- **Data listing**
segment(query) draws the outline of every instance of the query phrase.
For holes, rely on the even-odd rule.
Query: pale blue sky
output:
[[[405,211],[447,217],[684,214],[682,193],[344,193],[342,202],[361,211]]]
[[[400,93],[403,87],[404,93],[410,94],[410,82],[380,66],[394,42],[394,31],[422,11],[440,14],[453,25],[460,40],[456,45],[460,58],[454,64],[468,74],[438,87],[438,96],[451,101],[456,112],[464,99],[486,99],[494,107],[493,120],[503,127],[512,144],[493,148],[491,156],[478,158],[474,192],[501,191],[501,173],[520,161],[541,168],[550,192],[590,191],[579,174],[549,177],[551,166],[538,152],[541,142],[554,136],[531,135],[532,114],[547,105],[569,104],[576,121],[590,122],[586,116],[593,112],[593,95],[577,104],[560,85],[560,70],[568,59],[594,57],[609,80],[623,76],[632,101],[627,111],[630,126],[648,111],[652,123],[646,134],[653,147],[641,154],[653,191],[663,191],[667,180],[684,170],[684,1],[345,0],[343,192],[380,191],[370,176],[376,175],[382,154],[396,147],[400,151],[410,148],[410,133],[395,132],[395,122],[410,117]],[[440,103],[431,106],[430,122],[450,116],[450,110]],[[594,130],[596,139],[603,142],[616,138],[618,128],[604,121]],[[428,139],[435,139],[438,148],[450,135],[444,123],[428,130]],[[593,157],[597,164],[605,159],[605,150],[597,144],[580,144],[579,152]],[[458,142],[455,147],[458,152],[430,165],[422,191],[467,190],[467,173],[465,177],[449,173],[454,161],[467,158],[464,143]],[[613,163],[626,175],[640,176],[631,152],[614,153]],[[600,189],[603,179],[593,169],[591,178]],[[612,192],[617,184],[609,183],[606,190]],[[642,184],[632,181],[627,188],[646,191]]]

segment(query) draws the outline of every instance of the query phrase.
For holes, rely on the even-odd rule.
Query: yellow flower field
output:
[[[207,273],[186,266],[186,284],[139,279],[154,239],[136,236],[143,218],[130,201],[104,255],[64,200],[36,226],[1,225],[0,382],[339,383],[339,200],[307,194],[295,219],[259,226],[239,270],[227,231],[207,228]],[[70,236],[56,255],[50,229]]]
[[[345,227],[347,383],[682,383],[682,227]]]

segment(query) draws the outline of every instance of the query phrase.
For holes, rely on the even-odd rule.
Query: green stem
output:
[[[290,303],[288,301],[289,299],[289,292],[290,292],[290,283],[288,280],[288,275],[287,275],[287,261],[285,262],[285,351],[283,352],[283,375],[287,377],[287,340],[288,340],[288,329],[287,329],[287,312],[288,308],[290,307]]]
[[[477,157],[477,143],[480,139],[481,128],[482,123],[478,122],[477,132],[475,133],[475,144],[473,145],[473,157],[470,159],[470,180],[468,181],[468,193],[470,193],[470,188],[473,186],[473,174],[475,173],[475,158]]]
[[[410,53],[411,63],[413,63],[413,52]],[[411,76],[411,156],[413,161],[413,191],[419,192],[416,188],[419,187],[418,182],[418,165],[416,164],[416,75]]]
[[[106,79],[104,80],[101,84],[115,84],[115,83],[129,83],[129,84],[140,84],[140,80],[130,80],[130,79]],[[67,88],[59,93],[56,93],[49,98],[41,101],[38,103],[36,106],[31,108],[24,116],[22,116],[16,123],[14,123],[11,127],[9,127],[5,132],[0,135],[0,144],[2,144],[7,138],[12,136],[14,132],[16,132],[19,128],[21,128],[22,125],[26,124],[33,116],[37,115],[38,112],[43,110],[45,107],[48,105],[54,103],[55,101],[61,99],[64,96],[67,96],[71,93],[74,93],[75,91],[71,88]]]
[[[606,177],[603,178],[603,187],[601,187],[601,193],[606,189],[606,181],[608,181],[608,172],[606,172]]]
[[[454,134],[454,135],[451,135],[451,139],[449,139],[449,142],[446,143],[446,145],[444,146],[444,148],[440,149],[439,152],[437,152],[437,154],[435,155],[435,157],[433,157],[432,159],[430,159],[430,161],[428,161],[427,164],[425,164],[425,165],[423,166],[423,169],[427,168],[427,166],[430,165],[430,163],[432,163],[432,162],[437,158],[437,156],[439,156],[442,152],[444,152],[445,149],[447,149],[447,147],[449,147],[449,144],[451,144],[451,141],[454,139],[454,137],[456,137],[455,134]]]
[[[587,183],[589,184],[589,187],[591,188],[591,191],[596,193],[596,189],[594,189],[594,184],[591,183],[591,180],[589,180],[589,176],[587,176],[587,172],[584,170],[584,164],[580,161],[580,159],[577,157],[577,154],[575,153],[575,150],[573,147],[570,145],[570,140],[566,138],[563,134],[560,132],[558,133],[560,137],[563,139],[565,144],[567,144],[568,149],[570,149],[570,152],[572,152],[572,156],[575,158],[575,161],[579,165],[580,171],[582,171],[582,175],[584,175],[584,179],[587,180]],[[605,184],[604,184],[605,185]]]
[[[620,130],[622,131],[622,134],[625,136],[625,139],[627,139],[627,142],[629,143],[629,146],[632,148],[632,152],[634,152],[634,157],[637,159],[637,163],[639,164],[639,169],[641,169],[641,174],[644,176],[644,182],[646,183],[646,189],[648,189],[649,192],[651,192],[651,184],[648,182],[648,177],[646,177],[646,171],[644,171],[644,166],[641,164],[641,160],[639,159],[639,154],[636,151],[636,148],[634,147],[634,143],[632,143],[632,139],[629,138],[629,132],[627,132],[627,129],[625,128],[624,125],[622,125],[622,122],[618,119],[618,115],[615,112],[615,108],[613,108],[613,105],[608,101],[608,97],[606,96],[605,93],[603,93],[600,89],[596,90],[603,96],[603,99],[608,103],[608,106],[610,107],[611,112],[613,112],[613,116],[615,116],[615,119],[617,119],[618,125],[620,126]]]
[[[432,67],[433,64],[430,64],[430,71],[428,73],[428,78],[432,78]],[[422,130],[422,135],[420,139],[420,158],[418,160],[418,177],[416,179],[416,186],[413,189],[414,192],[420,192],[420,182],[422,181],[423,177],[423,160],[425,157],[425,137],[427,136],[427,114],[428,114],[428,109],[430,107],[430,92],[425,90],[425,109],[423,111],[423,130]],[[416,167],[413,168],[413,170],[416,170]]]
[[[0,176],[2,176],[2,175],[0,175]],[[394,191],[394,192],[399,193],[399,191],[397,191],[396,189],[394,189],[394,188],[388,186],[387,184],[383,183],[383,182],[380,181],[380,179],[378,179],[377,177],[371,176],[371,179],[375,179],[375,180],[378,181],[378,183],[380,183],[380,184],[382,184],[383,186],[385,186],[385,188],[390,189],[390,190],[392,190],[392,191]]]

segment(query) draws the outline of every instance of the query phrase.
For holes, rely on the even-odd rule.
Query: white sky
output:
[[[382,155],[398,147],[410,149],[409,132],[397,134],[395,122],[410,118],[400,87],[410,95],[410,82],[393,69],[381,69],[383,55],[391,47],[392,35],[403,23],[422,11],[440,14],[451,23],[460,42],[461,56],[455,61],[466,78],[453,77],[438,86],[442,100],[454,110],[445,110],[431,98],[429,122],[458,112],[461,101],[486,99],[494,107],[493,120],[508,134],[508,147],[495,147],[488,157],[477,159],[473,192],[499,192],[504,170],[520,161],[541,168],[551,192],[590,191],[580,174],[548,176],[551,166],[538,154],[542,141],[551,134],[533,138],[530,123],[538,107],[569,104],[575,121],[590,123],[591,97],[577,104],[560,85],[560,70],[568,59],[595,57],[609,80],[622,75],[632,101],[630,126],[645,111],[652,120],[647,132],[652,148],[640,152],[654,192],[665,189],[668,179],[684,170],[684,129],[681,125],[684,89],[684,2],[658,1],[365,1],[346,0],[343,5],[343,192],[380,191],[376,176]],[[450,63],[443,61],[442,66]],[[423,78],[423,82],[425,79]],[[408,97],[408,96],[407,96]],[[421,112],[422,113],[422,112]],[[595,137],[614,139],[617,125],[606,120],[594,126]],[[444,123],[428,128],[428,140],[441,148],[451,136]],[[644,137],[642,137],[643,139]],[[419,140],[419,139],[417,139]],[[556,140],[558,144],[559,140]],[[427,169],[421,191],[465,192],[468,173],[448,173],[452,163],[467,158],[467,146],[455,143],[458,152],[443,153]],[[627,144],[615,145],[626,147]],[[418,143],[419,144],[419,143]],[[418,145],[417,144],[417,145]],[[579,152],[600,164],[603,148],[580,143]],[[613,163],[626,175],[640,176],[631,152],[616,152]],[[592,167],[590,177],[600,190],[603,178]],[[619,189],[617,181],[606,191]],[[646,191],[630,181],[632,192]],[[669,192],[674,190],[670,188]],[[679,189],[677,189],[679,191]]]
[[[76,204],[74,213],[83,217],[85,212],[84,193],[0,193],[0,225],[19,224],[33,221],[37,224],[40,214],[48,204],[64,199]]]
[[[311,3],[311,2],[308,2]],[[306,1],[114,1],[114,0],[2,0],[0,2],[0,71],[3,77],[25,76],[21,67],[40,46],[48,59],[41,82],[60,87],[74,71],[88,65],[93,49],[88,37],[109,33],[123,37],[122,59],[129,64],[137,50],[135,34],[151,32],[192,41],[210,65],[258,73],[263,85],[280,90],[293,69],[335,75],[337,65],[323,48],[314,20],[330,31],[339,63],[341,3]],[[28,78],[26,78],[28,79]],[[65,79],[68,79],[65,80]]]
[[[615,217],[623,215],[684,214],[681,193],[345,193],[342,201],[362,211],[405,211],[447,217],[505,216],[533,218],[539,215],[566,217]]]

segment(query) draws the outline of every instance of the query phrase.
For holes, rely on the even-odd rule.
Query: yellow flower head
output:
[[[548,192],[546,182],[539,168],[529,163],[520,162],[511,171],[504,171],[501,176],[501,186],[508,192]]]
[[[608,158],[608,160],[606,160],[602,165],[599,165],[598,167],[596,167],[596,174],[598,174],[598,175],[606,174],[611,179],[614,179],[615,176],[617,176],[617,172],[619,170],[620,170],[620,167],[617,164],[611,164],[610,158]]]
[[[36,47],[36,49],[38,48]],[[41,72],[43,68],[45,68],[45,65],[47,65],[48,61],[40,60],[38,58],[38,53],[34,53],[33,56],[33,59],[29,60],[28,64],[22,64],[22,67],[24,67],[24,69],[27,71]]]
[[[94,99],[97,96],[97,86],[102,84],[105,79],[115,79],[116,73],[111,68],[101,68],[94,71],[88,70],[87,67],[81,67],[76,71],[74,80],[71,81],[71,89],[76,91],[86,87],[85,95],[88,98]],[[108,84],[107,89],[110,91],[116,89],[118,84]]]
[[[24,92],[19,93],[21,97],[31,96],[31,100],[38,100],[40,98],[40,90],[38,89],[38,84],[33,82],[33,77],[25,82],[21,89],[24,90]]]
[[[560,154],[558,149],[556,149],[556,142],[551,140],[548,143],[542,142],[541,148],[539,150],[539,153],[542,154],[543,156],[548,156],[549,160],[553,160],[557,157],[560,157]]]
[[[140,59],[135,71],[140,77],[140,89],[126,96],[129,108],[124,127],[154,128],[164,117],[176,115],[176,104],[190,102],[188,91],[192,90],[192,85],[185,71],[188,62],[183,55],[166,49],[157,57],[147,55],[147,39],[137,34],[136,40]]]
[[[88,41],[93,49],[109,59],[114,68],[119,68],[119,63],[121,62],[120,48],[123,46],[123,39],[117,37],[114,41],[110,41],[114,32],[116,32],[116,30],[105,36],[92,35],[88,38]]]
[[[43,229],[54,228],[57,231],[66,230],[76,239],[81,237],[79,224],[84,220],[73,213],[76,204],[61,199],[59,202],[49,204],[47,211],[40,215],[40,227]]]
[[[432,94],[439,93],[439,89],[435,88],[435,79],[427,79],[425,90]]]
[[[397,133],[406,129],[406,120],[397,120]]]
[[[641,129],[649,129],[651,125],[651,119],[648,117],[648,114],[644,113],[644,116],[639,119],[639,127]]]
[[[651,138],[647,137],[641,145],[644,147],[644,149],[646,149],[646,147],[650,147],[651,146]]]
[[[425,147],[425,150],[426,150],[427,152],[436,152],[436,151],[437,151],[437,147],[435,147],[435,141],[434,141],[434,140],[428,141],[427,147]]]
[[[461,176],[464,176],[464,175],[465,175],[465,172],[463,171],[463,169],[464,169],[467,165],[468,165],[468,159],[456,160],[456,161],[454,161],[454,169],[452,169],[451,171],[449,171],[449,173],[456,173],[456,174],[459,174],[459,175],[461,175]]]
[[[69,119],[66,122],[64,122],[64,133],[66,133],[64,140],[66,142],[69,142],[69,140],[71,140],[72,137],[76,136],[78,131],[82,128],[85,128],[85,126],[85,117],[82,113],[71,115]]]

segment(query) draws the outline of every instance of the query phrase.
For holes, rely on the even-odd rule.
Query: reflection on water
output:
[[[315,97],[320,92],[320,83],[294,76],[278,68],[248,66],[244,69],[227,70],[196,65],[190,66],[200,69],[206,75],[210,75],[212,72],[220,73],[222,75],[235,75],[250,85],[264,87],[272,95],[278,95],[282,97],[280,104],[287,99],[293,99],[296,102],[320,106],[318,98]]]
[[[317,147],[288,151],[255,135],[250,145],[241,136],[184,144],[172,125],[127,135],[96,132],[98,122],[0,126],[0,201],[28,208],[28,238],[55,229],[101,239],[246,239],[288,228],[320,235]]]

- **Work to complete**
Count the lines in the material above that contain the word "yellow". Reply with the number only.

- **Final answer**
2